▶ Yapacaklarınız:
1. Belge bölümünde “aynı şehirde nefes alıyor olmanın” sözleriyle başlayan paragrafı, temel bilgilerini koruyarak daha kısa bir biçimde yeniden yazın.
2. Bir ayrılığı ve vedayı anlatan belge bölümünü, son satırından sonra aynı üslupla sürdürün.

Ne acılar çektik, ne dertler gördük
Senin yokluğun bana nedir sanki
Üç gün, beş gün, bilemedin bir kaç ay
Sonunda bir gün söküp atmak çok kolay
Akıtma gözümün kanlı yaşını
Uğrunda ağlayıp yanmaya değmez
Bir kaç mektupvari saramış resme
Bakıp da seni anmaya değmez
Sana değmez...
bir zamanlar.. çok zaman önce hatta. ben küçücük bir kız iken... aklımın odaları sadece 'o'nunla doluyken. bir vakit öyle esmişti. o gitmeden önce. sadece yarısının yarısını buraya yazabileceğim kadar özel, içten, bana ait. bize demeli belki de..!
~* nefesim nefesine \\
aynı şehirde nefes alıyor olmanın yettiğini bilmiyordum.hem çok uzağımda hem yakınımda olsan da beni avuttuğunun farkında bile değilmişim..öğrendim ama ağlamayı.elbet hepsi geçecek bir gün.biteceksin sen de.şimdi gidiyorsun...bu kez gerçekten terkediyorsun bu şehri.ne demeli şimdi, neyi söylemeli sana..."kal. gitme sana muhtacım" mı? yoksa "yolun açık olsun be sevdicek sen hep gurbettin zaten bana" mı? söyle hangisini?!
bu son gidişin. adamakıllı son terkediş! yeni başlangıçlara gebe, yeni heyecanların habercisi bu gitme. boşversene ya bu saçma kabullenmişlik de ne?sanki her şey olağanmış gibi.. değil mi zaten. evet öyle. yeterince aşikarım zaten sessiz vedalara. kılıf bulmak yeni çıktı. susmalı insan, susmalıyım! uğurlar olsun göğsümün sol yarısı !
~uykumun arasında çağırdığım... hoşça kal.

▶ Veri kümesi kayıtları:
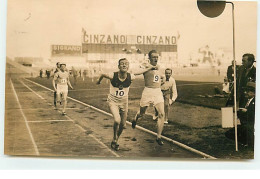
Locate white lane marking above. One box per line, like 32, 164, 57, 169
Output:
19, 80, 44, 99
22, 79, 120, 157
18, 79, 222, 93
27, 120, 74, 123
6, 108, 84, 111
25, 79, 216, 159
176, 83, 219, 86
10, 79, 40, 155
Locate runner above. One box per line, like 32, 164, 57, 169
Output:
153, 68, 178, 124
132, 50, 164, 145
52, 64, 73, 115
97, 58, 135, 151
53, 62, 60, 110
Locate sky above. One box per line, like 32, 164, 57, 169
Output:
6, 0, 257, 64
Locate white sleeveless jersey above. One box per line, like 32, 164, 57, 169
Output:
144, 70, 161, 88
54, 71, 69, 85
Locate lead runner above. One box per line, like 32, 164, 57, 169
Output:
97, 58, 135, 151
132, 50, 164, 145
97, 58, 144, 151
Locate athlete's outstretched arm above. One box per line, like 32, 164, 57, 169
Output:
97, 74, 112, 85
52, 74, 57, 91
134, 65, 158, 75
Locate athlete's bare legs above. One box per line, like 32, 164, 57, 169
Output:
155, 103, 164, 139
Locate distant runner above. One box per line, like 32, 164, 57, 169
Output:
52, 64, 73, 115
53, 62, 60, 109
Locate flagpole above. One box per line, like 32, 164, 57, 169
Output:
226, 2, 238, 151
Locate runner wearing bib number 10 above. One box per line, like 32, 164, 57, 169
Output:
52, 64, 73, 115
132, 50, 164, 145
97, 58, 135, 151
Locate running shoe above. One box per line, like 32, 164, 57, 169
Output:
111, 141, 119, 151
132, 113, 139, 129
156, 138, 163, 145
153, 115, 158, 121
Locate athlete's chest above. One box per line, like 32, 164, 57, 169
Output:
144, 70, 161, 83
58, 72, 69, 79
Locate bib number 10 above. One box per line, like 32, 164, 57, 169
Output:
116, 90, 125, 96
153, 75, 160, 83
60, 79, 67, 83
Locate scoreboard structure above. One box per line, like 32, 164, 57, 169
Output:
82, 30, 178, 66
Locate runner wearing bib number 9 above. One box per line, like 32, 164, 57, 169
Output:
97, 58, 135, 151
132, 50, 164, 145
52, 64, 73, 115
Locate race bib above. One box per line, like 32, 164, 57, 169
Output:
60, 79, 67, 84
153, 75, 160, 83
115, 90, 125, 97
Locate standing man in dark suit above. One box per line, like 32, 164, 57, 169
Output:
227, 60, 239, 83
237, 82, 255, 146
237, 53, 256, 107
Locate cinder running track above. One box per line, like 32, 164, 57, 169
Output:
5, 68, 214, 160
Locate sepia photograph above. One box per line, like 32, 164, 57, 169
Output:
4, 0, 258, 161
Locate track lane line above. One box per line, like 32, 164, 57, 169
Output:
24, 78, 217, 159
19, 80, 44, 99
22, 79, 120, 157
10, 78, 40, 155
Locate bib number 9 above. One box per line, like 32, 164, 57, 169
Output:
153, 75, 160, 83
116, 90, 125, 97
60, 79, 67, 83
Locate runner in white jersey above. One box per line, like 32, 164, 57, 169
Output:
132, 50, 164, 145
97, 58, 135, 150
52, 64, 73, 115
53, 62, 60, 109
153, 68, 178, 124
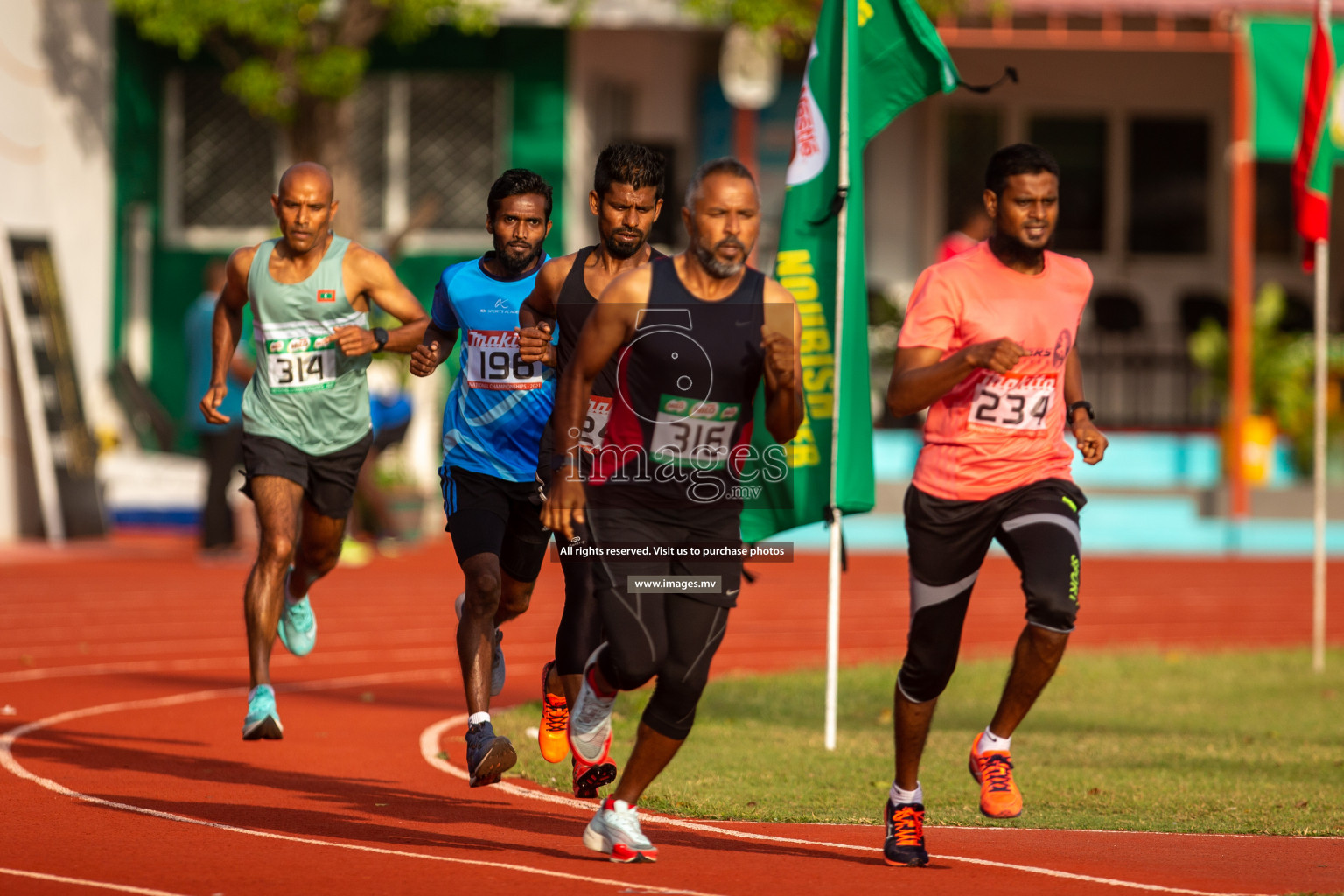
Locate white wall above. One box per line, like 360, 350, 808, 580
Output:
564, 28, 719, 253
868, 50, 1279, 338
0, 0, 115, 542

* * *

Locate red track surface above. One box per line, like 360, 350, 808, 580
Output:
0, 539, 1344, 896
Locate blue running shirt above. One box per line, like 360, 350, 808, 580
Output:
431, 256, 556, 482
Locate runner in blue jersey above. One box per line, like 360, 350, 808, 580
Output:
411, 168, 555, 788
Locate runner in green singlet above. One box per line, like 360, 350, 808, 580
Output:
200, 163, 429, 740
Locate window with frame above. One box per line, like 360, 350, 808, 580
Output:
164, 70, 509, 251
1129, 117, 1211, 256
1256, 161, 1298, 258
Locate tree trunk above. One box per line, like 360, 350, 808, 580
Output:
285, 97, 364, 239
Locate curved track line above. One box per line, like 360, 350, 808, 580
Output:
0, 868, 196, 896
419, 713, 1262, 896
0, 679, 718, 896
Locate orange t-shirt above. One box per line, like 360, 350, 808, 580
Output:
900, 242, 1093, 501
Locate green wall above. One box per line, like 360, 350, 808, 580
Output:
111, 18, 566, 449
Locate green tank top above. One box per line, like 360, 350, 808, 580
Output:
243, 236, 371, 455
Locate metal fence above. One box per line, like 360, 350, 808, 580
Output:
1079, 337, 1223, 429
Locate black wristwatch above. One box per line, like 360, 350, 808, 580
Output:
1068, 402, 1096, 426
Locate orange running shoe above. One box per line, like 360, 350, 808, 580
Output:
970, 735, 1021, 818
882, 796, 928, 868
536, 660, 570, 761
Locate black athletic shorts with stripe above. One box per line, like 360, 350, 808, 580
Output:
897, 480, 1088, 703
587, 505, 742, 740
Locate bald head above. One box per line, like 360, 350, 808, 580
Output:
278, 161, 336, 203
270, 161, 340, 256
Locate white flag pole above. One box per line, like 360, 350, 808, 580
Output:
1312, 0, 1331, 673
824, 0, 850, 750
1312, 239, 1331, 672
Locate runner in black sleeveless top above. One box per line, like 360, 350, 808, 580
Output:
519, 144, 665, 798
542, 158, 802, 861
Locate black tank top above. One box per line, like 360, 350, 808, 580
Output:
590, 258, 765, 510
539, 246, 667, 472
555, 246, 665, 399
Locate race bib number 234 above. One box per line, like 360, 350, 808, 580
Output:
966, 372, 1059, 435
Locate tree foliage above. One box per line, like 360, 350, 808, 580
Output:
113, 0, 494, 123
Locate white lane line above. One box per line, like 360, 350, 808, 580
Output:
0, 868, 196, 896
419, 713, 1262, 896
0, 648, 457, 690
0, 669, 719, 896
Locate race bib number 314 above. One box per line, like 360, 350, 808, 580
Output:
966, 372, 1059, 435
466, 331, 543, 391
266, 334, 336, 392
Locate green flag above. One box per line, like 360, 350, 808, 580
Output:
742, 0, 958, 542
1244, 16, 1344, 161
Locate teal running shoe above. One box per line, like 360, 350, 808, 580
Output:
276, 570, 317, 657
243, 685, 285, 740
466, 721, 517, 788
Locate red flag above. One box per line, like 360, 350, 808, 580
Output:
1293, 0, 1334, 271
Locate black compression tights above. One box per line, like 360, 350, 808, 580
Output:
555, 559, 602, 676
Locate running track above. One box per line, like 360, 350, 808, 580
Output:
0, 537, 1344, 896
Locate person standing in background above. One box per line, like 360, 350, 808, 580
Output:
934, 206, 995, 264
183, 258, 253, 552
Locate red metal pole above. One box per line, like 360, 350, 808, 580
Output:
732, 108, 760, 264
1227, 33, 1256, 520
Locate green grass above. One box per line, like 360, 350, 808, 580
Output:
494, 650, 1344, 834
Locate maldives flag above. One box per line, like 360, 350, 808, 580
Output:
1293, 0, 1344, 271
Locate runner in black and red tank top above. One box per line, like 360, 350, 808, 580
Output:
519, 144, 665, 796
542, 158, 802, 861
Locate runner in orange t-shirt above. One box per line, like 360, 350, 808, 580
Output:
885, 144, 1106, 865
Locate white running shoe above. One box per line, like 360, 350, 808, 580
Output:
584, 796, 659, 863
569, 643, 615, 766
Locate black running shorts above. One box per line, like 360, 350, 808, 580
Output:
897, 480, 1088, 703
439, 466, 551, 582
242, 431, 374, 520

▶ Yanıtlar:
1. Anlatıcı, sevdiğiyle aynı şehirde nefes almanın kendisine yettiğini bilmiyormuş. Sevdiği ister uzakta ister yakında olsun, onu avuttuğunun farkında değilmiş. Ama ağlamayı öğrenmiş ve her şeyin bir gün geçeceğine inanıyor. Sevdiği şimdi bu şehri gerçekten terk ediyor. Anlatıcı, ona "kal, gitme, sana muhtacım" mı yoksa "yolun açık olsun, sen hep gurbettin zaten bana" mı demesi gerektiğini soruyor.

2.
onca uyarı, onca engelleme, ve ani bir tutuluş. belki yerine koyma. belki teselli. dost, sırdaş, abi. sonra birden sevgili. şimdi? şimdi nefret. şimdi pişmanlık. ama bir yandan hala kıskançlık, hala önemseme, hala kıyamama. hala aklın kayması. hala sesiyle titreme. tek bir şey istiyorum bit. bit artık.
son kez beklemiştim gitme,benim ol yeniden deyişini,sessiz bi haykırışını bana duyurabilmeni
istemiştim yine.yokmuş öyle birşey.hiç olmamış ki!
boşuna mı beklemişim ben ?
eskiden ne güzeldi oysa.
sen acı çekerken,sitem ederken,çaresizken
haykırıyorken bana , ben mutluydum
sevildiğim için mutluydum
şimdi farkına varabildiğim için
acılarının,sitemlerinin,çaresizliğinin ve haykırışlarının
değiştirmeyi düşünüyordum herşeyi.
kim oluyorumda değiştiriyorum ben tek başıma herşeyi,bu ne cürret !?
şimdi ise sen sensin artık
bense sen oldum
hayatımı senle doldurmuşum farkında olmadan
herşeyim sen oluvermişsin
o kadar çok kaptırmışımki kendimi sana
artık eminim
bizden hiç bişey olmaz bundan sonra
senden sonra..
biz aslında başlarken kaybetmişiz birbirimizi.
elveda..seni çok seviyorum lanet olsun,biliyosun.